▸ **Task statement**: Exactly reproduce the line containing "A point marks every instance of the cable" together with every line after it, through the end of the entries, and give nothing more.

▸ **Material for this task**:
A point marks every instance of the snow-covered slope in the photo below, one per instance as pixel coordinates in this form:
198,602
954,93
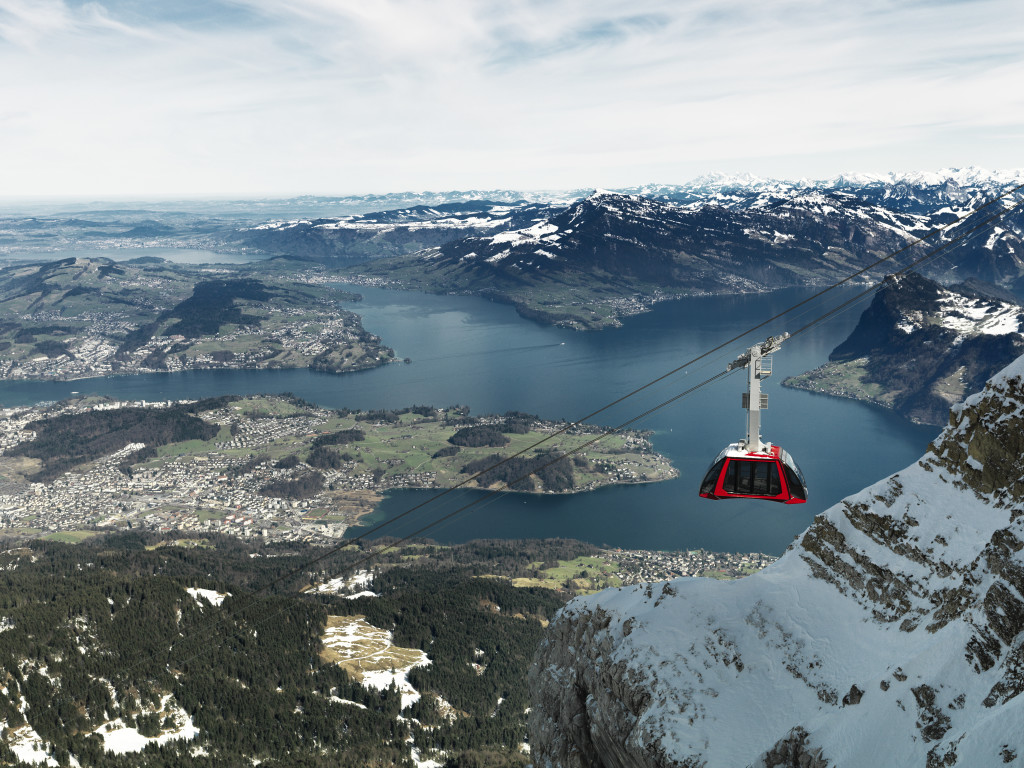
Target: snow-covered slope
890,634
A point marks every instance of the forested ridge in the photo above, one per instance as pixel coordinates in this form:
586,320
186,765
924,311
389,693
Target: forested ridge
105,630
68,440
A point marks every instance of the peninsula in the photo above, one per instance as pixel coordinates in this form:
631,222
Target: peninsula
278,468
82,317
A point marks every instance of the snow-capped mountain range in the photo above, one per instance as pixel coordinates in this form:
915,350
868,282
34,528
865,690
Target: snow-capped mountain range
890,634
921,347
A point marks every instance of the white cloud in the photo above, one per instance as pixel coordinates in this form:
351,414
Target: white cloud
261,96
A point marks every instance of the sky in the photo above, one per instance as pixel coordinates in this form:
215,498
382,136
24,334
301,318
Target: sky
266,97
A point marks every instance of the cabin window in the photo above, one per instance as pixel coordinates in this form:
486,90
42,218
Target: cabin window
711,478
752,478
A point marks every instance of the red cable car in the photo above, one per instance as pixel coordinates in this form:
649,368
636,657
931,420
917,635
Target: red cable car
752,469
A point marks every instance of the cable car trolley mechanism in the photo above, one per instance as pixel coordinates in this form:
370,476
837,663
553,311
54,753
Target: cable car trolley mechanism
752,469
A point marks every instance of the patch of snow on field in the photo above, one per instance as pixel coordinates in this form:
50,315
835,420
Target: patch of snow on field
120,739
974,315
424,762
524,236
359,580
210,596
364,648
336,699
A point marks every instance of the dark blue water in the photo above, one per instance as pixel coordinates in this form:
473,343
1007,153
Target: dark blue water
471,351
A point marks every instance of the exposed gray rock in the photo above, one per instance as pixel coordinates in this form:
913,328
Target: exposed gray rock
892,633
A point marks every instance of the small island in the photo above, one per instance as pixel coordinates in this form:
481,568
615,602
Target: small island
276,467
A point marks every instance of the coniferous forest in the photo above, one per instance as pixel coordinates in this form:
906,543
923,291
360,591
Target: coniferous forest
107,630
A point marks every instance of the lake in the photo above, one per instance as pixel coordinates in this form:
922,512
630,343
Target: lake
466,350
177,255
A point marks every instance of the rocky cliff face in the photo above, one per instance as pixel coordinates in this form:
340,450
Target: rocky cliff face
890,634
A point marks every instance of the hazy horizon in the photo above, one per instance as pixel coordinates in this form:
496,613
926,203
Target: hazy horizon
115,99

▸ **Response to the exercise**:
A point marks every instance of the cable car trolley mechanism in the photo above, one per instance as pixel coordinates in this form:
370,476
837,663
553,311
54,753
Target: cable car trolley mechanism
752,469
A point marks every instance of the patch of snow on field in the photo above, one per instance as pixel coordinates in this form:
50,315
835,420
Target: patch of snow on field
120,739
974,315
424,762
524,236
359,580
210,596
364,648
336,699
A point marks every instance of the dark blue water in the photo above, one per instance as pixel coordinates in this form:
473,343
1007,153
Target: dark blue water
471,351
A point marks every instance of the exposed gray rock in the photo above, one per instance as pixel coordinates in this form:
913,328
Target: exposed gray rock
892,633
A point marks every instance of the small island in the photo above, one per instance as pixel coordinates in this form:
481,568
615,602
Target: small island
276,467
A point marks every instance of the coniferous forest in the photo above, one per instance as pixel coordinates in this form:
906,543
923,291
360,591
Target: coniferous forest
107,630
A point marks every instance of the lake in the photo above, one per instance as pixel coordinates in this form:
922,512
630,343
Target: lake
466,350
177,255
A point marks every instance of the rocky cliff face in the photo above, one per instance as pixel coordinates in this form:
340,450
Target: rocky cliff face
890,634
A point marks every instance of the hazy horizon in the photo above, one per instance as pixel coordinates in this form:
496,613
926,203
Target: hazy horizon
115,99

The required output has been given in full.